— Start —
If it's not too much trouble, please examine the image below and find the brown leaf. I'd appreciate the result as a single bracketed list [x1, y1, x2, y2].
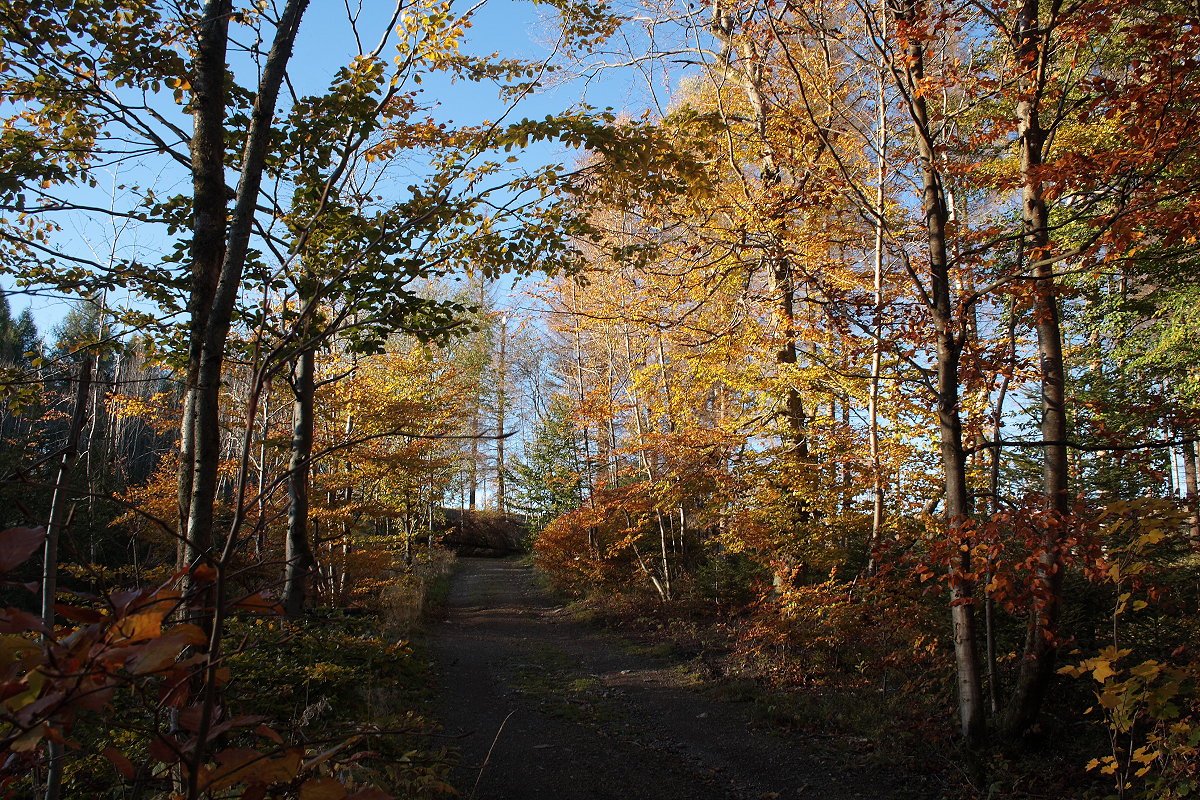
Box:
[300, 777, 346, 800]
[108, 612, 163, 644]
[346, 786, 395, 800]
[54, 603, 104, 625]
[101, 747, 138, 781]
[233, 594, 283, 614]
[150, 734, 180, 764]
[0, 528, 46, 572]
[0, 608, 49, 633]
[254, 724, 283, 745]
— End —
— Start —
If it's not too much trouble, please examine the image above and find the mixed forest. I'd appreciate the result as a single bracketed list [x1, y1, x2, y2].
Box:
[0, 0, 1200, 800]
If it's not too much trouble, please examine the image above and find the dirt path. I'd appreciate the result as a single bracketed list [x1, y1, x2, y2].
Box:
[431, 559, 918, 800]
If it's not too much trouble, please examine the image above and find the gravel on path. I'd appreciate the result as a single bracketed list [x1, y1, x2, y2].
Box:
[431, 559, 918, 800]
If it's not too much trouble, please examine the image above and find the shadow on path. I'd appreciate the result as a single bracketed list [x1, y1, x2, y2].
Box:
— End —
REQUIRED WORK
Copy word for word everything from the line with "If it's not too much trouble, please examine the image below" up to and including the line with "[254, 724, 283, 745]". Leave the picture out of your copy.

ANSWER TO THE TASK
If it's not too much trouble, please examine the image below and find the brown leaf. I'd appreciate the result as a single bracketed list [x1, y1, x2, y2].
Box:
[300, 777, 346, 800]
[108, 612, 163, 644]
[346, 786, 395, 800]
[54, 603, 104, 625]
[101, 747, 138, 781]
[233, 594, 283, 614]
[150, 734, 180, 764]
[0, 528, 46, 572]
[0, 608, 49, 633]
[254, 724, 283, 745]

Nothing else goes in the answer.